**WHAT TO WORK ON**
(A) List every drug mentioned by name in the article about MGI Pharma's palonosetron deal.
(B) From the article about MGI Pharma's palonosetron deal, reproduce the passage between "Irofulven (hydroxymethylacylfulvene) is" and "Feb. 8, 2001.)", inclusive.

**EXTRACT**
━━━━━━━━━━

By Matthew Willett

MGI Pharma Inc. and Helsinn Healthcare SA entered an $11 million agreement granting MGI exclusive North American license and distribution rights to palonosetron, a 5-HT3 antagonist.

Palonosetron is in Phase III testing for the prevention of chemotherapy-induced nausea and vomiting. The deal includes $11 million in up-front payments by MGI, including a $5 million payment made upon the signing of a letter of intent in February.

MGI officials said the Phase III trial, funded along with the remainder of development expenses by Lugano, Switzerland-based Helsinn, could be complete in the first half of 2002, and that a new drug application filing would come soon after.

"It adds greatly to our presence in oncology, which is our only focus today," MGI's president and CEO, Chuck Blitzer, told BioWorld Today. "This is a very late-stage drug, well advanced in a Phase III clinical trial, and it has the opportunity to be on the market, hopefully, in the near term. It allows us to enter a different market, the supportive care market."

Three 5-HT3 inhibitors are on the $1 billion North American market for chemotherapy-induced nausea and vomiting. Palonosetron, Blitzer said, has certain advantages over the others.

"One of the exciting things that attracted our attention is that this drug has an extended half-life," he said. "In Phase II trials what was observed was that when patients got the first-day injection, in Phase II the drug showed therapeutic effect continued through day five, and we believe that the Phase III trial should continue to bear that kind of data. Phase III will compare the effect of palonosetron against the effect of the other drugs in the marketplace already, and if palonosetron continues to bear out, I think we have an opportunity for differentiation when it enters the market."

MGI, of Minneapolis, has a pipeline of anticancer agents that includes the approved product Hexalen, a second-line chemotherapy drug for ovarian cancer patients who are refractory to existing cancer therapies.

Irofulven (hydroxymethylacylfulvene) is the first anticancer agent developed by MGI from a family of compounds called acylfulvenes.

MGI reported in November Phase II irofulven results that indicated 10 of the 53 patients with advanced pancreatic cancer who were refractory to gemcitabine achieved six-month survival, the trial's primary endpoint. One patient experienced tumor shrinkage of 100 percent and a second experienced 84 percent shrinkage.

MGI began dosing in a Phase III trial of irofulven in advanced-stage pancreatic cancer earlier this year. (See BioWorld Today, Feb. 8, 2001.)

MGI's stock (NASDAQ:MOGN) closed Tuesday at $11, up 28 cents.

━━━━━━━━━━

**EXCERPTED DATA**
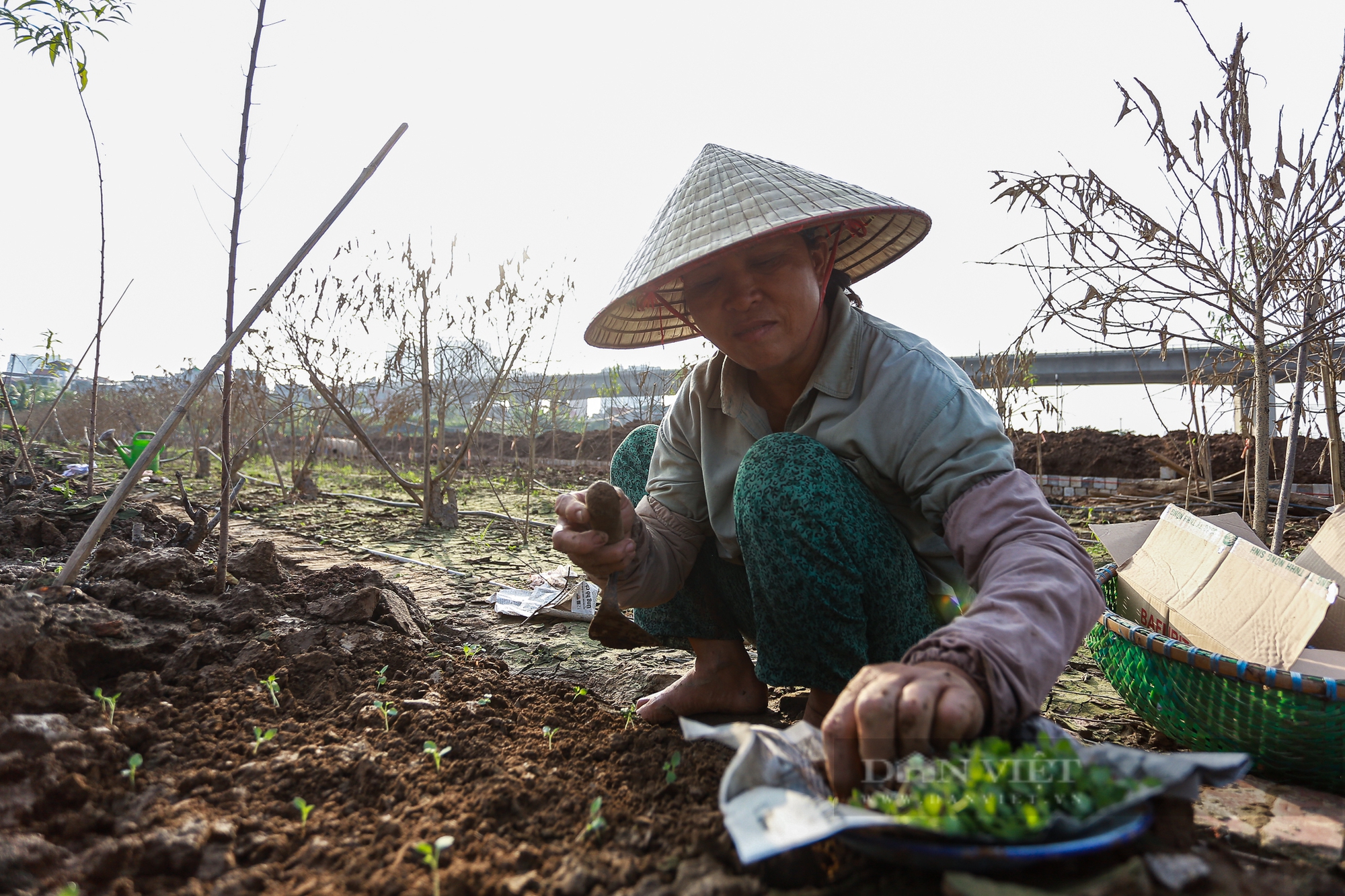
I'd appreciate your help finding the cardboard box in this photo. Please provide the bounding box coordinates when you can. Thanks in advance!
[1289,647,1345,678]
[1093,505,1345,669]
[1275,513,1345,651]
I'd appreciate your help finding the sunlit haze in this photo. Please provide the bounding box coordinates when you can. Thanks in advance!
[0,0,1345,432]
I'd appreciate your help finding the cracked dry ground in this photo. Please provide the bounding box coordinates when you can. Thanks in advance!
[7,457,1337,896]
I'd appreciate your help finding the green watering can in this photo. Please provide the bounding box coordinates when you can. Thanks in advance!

━━━━━━━━━━

**RESULTS**
(A)
- palonosetron
- Hexalen
- irofulven (hydroxymethylacylfulvene)
- gemcitabine

(B)
Irofulven (hydroxymethylacylfulvene) is the first anticancer agent developed by MGI from a family of compounds called acylfulvenes.

MGI reported in November Phase II irofulven results that indicated 10 of the 53 patients with advanced pancreatic cancer who were refractory to gemcitabine achieved six-month survival, the trial's primary endpoint. One patient experienced tumor shrinkage of 100 percent and a second experienced 84 percent shrinkage.

MGI began dosing in a Phase III trial of irofulven in advanced-stage pancreatic cancer earlier this year. (See BioWorld Today, Feb. 8, 2001.)